BEGIN Records

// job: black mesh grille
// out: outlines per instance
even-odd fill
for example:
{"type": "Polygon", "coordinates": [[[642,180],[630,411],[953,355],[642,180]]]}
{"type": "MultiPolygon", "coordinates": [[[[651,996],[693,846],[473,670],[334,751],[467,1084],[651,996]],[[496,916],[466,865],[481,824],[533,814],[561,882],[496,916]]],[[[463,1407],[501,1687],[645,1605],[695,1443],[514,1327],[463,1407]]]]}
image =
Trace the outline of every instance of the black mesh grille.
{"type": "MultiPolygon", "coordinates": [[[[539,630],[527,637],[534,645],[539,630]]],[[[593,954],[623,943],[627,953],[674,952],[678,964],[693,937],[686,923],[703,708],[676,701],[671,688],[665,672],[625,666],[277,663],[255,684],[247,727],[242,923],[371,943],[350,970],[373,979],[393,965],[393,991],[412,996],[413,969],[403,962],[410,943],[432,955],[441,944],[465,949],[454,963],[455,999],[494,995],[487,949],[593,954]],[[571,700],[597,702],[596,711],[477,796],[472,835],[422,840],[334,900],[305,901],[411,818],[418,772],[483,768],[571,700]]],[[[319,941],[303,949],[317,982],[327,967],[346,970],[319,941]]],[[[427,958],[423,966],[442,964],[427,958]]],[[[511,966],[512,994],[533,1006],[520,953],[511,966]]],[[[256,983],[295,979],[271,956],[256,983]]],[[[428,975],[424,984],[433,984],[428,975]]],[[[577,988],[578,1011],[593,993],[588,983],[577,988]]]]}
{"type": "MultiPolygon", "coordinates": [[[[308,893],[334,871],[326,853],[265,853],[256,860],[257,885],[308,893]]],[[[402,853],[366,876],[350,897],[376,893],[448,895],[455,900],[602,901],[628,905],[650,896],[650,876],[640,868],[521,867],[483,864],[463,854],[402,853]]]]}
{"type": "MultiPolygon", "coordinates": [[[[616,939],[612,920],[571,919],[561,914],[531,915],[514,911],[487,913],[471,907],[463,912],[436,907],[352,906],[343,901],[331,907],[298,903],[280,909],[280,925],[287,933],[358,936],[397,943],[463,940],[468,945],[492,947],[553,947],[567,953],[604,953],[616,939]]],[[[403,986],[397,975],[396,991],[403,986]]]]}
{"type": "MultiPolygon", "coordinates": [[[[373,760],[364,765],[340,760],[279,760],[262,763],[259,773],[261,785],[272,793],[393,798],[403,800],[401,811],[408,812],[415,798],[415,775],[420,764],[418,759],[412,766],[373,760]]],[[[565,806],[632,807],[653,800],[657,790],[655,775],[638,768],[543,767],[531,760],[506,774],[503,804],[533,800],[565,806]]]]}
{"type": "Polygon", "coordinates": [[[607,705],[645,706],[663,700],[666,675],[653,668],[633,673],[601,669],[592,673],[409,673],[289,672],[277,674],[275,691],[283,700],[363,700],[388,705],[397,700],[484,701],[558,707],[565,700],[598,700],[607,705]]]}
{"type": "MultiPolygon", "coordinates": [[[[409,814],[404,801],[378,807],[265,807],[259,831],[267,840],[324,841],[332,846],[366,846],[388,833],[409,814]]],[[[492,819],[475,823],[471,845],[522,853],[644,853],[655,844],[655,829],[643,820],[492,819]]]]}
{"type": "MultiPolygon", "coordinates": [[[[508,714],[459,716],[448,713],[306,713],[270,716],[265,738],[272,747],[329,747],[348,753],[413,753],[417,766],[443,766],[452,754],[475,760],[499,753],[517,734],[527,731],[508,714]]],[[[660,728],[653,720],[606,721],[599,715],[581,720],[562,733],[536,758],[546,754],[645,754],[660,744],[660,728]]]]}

END Records

- [Task to complete] The records above should be returned exactly.

- [Task output]
// job: black mesh grille
// out: outlines per instance
even-odd fill
for example:
{"type": "Polygon", "coordinates": [[[642,180],[630,411],[953,355],[642,180]]]}
{"type": "MultiPolygon", "coordinates": [[[[651,996],[693,846],[473,670],[334,751],[467,1084],[651,996]],[[496,916],[466,865],[481,824],[533,814],[561,882],[496,916]]],[[[463,1407],[501,1687],[645,1605],[695,1443],[514,1327],[463,1407]]]]}
image =
Trace the outline of every instance of the black mesh grille.
{"type": "MultiPolygon", "coordinates": [[[[539,630],[527,637],[534,645],[539,630]]],[[[593,954],[623,943],[627,953],[674,952],[678,964],[693,937],[686,923],[703,708],[676,701],[671,688],[665,672],[625,666],[277,663],[255,684],[247,727],[242,923],[371,943],[350,970],[373,979],[393,965],[393,991],[412,996],[413,969],[403,962],[410,943],[432,955],[441,944],[465,949],[454,963],[455,999],[494,995],[487,949],[593,954]],[[571,700],[597,702],[596,711],[477,796],[472,835],[422,840],[334,900],[305,901],[411,818],[418,772],[483,768],[571,700]]],[[[319,941],[303,949],[317,982],[327,967],[346,970],[319,941]]],[[[427,958],[423,966],[442,964],[427,958]]],[[[511,966],[512,994],[533,1006],[520,953],[511,966]]],[[[256,983],[295,979],[271,956],[256,983]]],[[[428,975],[424,984],[433,984],[428,975]]],[[[577,988],[578,1011],[593,993],[588,983],[577,988]]]]}
{"type": "MultiPolygon", "coordinates": [[[[308,893],[334,871],[326,853],[265,853],[256,860],[257,885],[308,893]]],[[[402,853],[366,876],[350,897],[376,893],[448,895],[455,900],[602,901],[628,905],[650,896],[650,876],[640,868],[521,867],[483,864],[463,854],[402,853]]]]}
{"type": "MultiPolygon", "coordinates": [[[[616,939],[612,920],[571,919],[561,914],[531,915],[514,911],[487,913],[471,907],[463,912],[436,907],[352,906],[343,901],[331,907],[298,903],[280,909],[280,925],[287,933],[358,936],[397,943],[463,940],[468,945],[492,947],[553,947],[567,953],[604,953],[616,939]]],[[[403,986],[397,975],[396,991],[403,986]]]]}
{"type": "MultiPolygon", "coordinates": [[[[373,760],[364,765],[340,760],[279,760],[262,763],[259,773],[261,785],[272,793],[393,798],[403,800],[401,811],[408,812],[415,798],[415,775],[420,764],[418,759],[412,766],[373,760]]],[[[565,806],[632,807],[653,800],[657,790],[655,775],[638,768],[543,767],[531,760],[506,774],[503,804],[533,800],[565,806]]]]}
{"type": "Polygon", "coordinates": [[[607,705],[645,706],[663,700],[666,675],[653,668],[633,673],[601,669],[592,673],[409,673],[289,672],[277,674],[275,691],[283,700],[363,700],[388,705],[397,700],[484,701],[558,707],[565,700],[598,700],[607,705]]]}
{"type": "MultiPolygon", "coordinates": [[[[409,814],[404,801],[378,807],[265,807],[259,831],[267,840],[324,841],[332,846],[366,846],[388,833],[409,814]]],[[[492,819],[475,823],[471,845],[522,853],[644,853],[655,844],[655,829],[643,820],[492,819]]]]}
{"type": "MultiPolygon", "coordinates": [[[[508,714],[459,716],[448,713],[306,713],[270,716],[265,738],[272,747],[329,747],[348,753],[413,753],[417,766],[443,766],[452,754],[475,760],[499,753],[517,734],[527,731],[508,714]]],[[[660,728],[653,720],[606,721],[599,715],[581,720],[562,733],[536,758],[546,754],[645,754],[660,744],[660,728]]]]}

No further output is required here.